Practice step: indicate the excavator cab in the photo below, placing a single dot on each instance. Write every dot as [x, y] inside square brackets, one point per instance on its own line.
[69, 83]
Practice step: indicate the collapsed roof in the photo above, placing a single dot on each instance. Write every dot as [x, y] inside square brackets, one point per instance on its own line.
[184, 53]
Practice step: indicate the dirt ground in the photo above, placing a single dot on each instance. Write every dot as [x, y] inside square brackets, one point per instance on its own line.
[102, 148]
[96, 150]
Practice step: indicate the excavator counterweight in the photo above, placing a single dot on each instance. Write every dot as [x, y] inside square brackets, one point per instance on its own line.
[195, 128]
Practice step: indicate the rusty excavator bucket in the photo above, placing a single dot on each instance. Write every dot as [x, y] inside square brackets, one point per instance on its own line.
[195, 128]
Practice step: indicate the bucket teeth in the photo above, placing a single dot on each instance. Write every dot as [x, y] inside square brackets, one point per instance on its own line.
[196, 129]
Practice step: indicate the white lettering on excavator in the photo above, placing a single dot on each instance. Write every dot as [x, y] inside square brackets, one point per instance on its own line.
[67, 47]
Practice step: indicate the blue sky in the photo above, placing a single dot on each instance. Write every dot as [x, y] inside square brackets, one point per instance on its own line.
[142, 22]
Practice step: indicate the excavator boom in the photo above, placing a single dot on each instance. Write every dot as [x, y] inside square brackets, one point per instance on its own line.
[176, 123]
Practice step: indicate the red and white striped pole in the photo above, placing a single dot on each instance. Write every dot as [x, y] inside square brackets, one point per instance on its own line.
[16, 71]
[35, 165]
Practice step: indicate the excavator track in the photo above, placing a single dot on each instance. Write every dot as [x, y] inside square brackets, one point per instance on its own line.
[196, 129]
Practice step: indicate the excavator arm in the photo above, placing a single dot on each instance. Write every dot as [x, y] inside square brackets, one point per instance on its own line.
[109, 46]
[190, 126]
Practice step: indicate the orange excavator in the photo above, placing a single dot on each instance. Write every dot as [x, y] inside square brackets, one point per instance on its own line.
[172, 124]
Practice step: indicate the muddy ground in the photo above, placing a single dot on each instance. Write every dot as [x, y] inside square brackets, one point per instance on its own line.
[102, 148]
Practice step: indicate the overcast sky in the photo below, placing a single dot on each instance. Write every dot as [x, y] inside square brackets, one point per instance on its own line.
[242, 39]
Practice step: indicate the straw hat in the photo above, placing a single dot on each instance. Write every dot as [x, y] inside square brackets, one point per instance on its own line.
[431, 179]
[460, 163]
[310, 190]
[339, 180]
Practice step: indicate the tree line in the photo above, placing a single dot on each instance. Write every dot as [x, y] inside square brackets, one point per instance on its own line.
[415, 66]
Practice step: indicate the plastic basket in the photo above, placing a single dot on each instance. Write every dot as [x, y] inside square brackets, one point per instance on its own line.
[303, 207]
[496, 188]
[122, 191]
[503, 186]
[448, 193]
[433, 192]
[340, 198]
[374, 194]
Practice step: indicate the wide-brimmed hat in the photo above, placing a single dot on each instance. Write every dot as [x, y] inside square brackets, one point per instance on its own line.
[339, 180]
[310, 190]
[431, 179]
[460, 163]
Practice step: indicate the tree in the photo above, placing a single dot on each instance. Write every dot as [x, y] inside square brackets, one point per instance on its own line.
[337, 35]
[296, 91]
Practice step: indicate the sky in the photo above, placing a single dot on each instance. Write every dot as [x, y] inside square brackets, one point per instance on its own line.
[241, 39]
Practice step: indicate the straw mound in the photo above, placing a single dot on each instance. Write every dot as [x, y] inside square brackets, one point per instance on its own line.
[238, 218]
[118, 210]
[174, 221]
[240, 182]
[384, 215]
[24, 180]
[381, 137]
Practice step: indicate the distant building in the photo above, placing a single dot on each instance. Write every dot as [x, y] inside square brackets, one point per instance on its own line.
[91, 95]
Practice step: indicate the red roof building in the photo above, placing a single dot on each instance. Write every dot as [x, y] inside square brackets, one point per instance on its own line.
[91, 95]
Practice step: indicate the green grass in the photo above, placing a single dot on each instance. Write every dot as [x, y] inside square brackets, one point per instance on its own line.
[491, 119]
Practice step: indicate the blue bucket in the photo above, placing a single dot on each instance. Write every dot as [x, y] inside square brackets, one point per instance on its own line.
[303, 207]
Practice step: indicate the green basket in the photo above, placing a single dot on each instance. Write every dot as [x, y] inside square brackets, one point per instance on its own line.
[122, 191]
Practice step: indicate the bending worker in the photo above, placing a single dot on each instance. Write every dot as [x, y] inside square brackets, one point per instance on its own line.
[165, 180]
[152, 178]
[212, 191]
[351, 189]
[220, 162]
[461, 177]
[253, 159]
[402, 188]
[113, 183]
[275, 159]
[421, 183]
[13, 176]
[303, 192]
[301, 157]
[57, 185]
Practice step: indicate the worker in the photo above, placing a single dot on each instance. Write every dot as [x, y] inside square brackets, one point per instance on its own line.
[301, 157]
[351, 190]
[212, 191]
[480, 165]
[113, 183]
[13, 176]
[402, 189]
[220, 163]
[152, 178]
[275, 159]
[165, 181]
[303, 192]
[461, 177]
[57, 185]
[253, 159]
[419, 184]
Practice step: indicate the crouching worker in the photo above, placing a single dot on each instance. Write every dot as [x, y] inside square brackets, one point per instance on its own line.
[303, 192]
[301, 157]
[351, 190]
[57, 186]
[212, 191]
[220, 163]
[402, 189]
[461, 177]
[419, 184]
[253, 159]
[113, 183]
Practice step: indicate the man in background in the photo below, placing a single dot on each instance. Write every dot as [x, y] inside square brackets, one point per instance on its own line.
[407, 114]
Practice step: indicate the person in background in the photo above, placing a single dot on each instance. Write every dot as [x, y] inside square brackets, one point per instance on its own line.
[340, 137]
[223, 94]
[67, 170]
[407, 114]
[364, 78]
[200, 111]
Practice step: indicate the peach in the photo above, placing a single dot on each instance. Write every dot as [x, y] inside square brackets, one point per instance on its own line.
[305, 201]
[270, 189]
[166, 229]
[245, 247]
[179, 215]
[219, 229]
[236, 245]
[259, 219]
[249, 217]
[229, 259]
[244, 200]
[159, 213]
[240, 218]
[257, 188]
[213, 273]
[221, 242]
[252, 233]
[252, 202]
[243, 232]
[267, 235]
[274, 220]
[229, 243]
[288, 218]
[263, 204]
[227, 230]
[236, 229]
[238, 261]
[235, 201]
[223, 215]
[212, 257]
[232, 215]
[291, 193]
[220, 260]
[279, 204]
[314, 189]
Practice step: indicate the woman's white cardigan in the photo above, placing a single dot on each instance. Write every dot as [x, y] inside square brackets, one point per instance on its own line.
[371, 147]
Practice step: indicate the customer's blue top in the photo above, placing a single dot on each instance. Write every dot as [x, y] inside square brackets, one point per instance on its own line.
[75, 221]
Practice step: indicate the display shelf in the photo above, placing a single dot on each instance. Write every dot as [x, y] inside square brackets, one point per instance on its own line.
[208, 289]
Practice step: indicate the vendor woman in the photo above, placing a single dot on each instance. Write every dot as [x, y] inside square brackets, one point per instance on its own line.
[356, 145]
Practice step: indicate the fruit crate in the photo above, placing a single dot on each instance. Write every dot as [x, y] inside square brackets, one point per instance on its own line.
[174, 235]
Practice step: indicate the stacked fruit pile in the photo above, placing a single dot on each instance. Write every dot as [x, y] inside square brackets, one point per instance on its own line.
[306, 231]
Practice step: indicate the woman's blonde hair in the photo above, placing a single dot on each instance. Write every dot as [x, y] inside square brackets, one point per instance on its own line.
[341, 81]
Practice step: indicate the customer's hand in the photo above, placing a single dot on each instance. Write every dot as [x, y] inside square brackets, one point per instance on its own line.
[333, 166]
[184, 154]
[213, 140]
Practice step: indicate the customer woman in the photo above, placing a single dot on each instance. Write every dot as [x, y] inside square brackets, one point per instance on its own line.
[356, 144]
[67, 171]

########

• **Written exercise**:
Set down, word for word, only the lines running from the line with "Practice step: indicate the fruit" to the last line of the listing above. Both of those lines belong in your answer.

• **Solution for this exercise**:
Practice step: indicate the fruit crate in the photo above, placing a single dot on each instance. Write every dot as [x, y] inside square brackets, one point per instance on its own line.
[174, 235]
Practice step: indicate the stacked fruit pile in the photo above, placing a single dot on each instance. Write every dot as [x, y] inside square brackets, one point per instance on its own line.
[306, 231]
Practice step: indicate the woman's blonde hair in the photo above, placing a single dot on each instance. Write every dot as [x, y] inside square brackets, one point per instance on its own line.
[341, 81]
Practice step: indicate the customer's hand in the photo above, placing a single dot on each instance. Write every dot as [x, y] inside square brackets, one point per instance on its own line.
[333, 166]
[184, 154]
[213, 140]
Practice step: indicate the customer woman in the photo above, placing a single dot on each instance. Write every dot as [x, y] inside square brackets, one point per instance on its own line.
[356, 144]
[67, 171]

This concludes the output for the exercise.